▸ Что сделать:
(A) Изложите короче абзац текста о романе «Манарага», который начинается словами «Следуя этим и подобным подсказкам». Сохраните его основные утверждения.
(B) Сколько раз, по словам Гезы в тексте о романе «Манарага», его мама смотрела многосерийный фильм?
(C) Продолжите текст о романе «Манарага», начав сразу после его последнего предложения.

▸ Выбранный текст:
--------------------------------

[1258]. Да, строит – хотелось бы понять, по какой логике.)
Занятно, но, отведя душу на описании литературной пошлятины («Трубач (скрипач) на крыше, его острый и независимый профиль на фоне пламенеющего заката (восхода); грустный (веселый) клоун, настоящие слезы (улыбку) которого никто никогда не увидит; молодая (пожилая) героиня, мучительно вглядывающаяся в окна уходящего (прибывающего) поезда и повторяющая, словно в бреду: „Он все-таки уехал (приехал)“»), Геза не без энтузиазма на протяжении четырех страниц пересказывает длинный сюжет многосерийного фильма, который его мама якобы смотрела 65 раз и который в конце концов вызывает рыдания и у него самого. Иначе как сентиментальной «пошлятиной», по терминологии Гезы, этот сюжет определить невозможно. Почему же строгая система эстетической навигации book’n’griller’a дает сбой? Наверное, потому, что это не книга. То, что дозволено сериалу, не дозволено роману. Такое предположение тянет за собой, да-да, глубоко литературоцентричное представление о том, что книга не столько развлекает или отвлекает, сколько создает трансцендентальную, высшую реальность. Иначе говоря, настоящая («первосортная») книга неизбежно порождает свою собственную реальность, а с ней довольно часто и собственную мифологию и в этом отношении всегда священна. По крайней мере, эти характеристики в полной мере подходят ко всем тем книгам, которые Геза охотно читает (то есть сжигает), – «Мертвые души», «Подросток», «Толстого» и «Ницше», рассказы Чехова и Бабеля, «Чевенгур», «Роман с кокаином»…
Следуя этим и подобным подсказкам, можно заключить, что Сорокин написал еще один роман о ценностях литературоцентризма и их жертвоприношении, хотя, в сущности, каждый его роман, начиная с «Романа», именно об этом. «Манарага», в отличие от предыдущих текстов, предлагает также задуматься о том, что символический капитал этой уходящей культурной парадигмы еще долго будет питать современную цивилизацию. Питать чем? Сорокин не уклоняется от ответа на этот вопрос, просто его ответ звучит неожиданно для писателя, прославившегося своими деконструкциями литературоцентризма.

--------------------------------

▸ Выдержка из данных:

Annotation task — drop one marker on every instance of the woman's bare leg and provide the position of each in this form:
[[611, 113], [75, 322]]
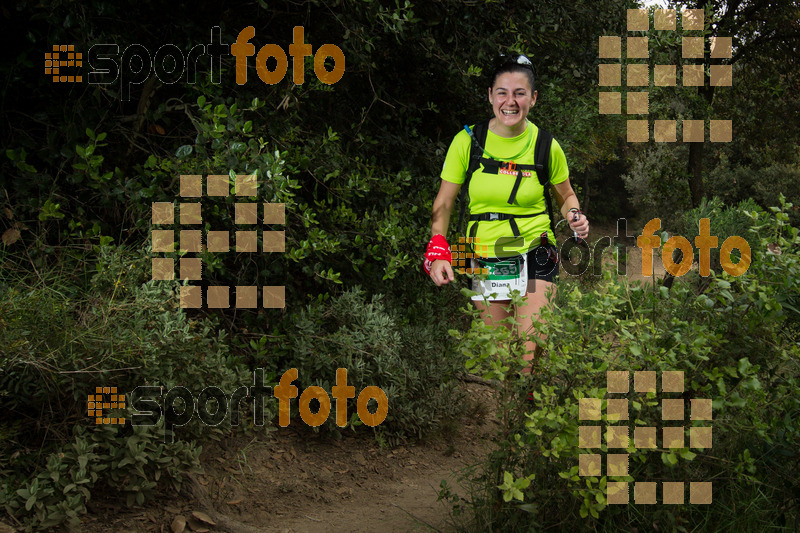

--------------------------------

▸ Ответы по заданиям:
(A) Из этих подсказок следует, что Сорокин написал еще один роман о ценностях литературоцентризма и их жертвоприношении. Этой теме посвящен каждый его роман начиная с «Романа». «Манарага» в отличие от прежних текстов предлагает задуматься о том, что символический капитал уходящей культурной парадигмы еще долго будет питать современную цивилизацию. Сорокин отвечает на вопрос, чем именно. Этот ответ неожидан для писателя, прославившегося деконструкциями литературоцентризма.

(B) Якобы 65 раз.

(C)
В послевоенном мире Сорокина люди, вопреки опасениям, не перестают ни читать, ни писать. Исчезает не чтение и письмо, а книги как культурные объекты. Сорокин не может не знать, что такие кризисы в истории культуры случались не однажды. Похожий кризис в изобразительном искусстве вызывает изобретение фотографии, а в истории театра – наступление кино. И в том и в другом случае – в результате кризиса происходят революции в «старых» видах искусства. Если же обратиться к материалу более близкому «Манараге», то, например, «для писателей-романтиков современная тиражируемая печатным станком книга – профанный объект par excellence, оторванный от уникально-телесного опыта ручного письма и сближающийся с бросовым многословием газет, в которых как раз в ту пору стали впервые печататься многие художественные тексты, в частности романы-фельетоны»[1259]. Похожий отрыв от «уникально-телесного опыта» происходит и в финале романа Сорокина – где индивидуальный перформанс мастера, превращающего горящую книгу в жаркий фейерверк, отступит перед огромными печами, в которых, как в аду, станут ежедневно гореть клонированные первоиздания Набокова, Сервантеса, Джойса, Рабле, даже Библии.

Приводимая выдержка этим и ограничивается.